## EXERCISE REQUIREMENTS
Could you set out the items as a Markdown table with the columns Number and Record line, starting from the first line of the items and going on through the line with "rough mask: <svg", both ends included and any blank lines left out?

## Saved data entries
◇ ◇ ◇ ◇

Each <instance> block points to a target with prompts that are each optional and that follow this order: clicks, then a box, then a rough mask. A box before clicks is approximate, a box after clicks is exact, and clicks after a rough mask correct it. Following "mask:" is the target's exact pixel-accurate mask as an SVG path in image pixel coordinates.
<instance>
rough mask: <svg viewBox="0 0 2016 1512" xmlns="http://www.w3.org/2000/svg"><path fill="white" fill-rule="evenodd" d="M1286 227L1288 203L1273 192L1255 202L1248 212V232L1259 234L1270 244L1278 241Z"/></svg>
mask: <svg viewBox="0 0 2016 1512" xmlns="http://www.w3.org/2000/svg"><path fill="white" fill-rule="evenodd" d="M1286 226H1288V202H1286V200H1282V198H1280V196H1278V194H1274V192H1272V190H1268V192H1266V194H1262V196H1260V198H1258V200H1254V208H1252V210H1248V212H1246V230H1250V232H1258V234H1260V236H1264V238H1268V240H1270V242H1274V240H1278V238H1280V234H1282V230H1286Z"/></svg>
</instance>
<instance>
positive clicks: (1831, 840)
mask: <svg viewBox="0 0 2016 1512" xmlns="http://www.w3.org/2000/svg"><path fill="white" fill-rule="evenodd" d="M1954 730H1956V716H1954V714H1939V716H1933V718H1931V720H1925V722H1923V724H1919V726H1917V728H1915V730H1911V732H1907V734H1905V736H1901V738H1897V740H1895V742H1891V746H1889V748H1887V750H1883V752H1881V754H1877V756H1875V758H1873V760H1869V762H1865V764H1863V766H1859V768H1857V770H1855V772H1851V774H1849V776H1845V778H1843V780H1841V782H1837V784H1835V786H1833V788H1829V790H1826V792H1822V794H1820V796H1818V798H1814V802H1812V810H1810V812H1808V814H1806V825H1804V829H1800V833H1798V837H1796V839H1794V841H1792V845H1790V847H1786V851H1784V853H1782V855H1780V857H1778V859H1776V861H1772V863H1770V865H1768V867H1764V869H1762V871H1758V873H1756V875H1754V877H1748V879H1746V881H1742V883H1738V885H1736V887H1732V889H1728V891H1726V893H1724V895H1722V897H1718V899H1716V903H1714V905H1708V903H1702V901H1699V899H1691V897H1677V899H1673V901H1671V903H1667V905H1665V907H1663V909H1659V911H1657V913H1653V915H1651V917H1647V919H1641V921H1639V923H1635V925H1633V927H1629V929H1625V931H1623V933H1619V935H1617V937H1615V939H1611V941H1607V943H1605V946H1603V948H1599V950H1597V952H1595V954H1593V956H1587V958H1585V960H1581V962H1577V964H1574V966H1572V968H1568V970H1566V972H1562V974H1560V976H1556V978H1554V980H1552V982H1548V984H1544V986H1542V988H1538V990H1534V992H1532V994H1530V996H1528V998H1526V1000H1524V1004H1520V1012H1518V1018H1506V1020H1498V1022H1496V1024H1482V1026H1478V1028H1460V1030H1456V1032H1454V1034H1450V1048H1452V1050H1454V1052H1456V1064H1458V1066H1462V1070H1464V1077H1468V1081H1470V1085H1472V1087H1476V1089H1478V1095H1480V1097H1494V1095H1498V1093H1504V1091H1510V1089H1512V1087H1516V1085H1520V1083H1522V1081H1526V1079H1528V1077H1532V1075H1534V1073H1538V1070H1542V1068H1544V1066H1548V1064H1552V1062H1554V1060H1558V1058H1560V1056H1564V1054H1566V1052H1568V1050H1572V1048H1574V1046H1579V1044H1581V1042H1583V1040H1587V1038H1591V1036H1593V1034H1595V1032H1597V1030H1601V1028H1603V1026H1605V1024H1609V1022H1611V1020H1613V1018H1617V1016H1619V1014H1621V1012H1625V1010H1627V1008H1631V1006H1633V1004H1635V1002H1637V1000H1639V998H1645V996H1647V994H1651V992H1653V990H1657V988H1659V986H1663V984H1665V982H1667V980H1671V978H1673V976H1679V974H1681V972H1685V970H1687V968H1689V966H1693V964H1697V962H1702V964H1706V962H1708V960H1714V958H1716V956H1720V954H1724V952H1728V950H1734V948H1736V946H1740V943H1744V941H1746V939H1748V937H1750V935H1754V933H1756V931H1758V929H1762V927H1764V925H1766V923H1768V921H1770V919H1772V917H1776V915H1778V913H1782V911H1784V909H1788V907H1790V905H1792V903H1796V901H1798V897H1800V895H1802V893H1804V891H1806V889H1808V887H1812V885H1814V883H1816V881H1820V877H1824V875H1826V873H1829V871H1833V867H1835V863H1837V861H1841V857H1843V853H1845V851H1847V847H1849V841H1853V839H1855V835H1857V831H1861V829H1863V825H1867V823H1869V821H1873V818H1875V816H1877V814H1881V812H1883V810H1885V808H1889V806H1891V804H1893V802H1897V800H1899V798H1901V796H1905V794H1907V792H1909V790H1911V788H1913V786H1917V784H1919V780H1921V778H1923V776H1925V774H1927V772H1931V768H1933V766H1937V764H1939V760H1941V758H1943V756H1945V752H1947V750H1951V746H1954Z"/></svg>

◇ ◇ ◇ ◇

## EXERCISE SOLUTION
| Number | Record line |
|---|---|
| 1 | Each <instance> block points to a target with prompts that are each optional and that follow this order: clicks, then a box, then a rough mask. A box before clicks is approximate, a box after clicks is exact, and clicks after a rough mask correct it. Following "mask:" is the target's exact pixel-accurate mask as an SVG path in image pixel coordinates. |
| 2 | <instance> |
| 3 | rough mask: <svg viewBox="0 0 2016 1512" xmlns="http://www.w3.org/2000/svg"><path fill="white" fill-rule="evenodd" d="M1286 227L1288 203L1273 192L1255 202L1248 212V232L1259 234L1270 244L1278 241Z"/></svg> |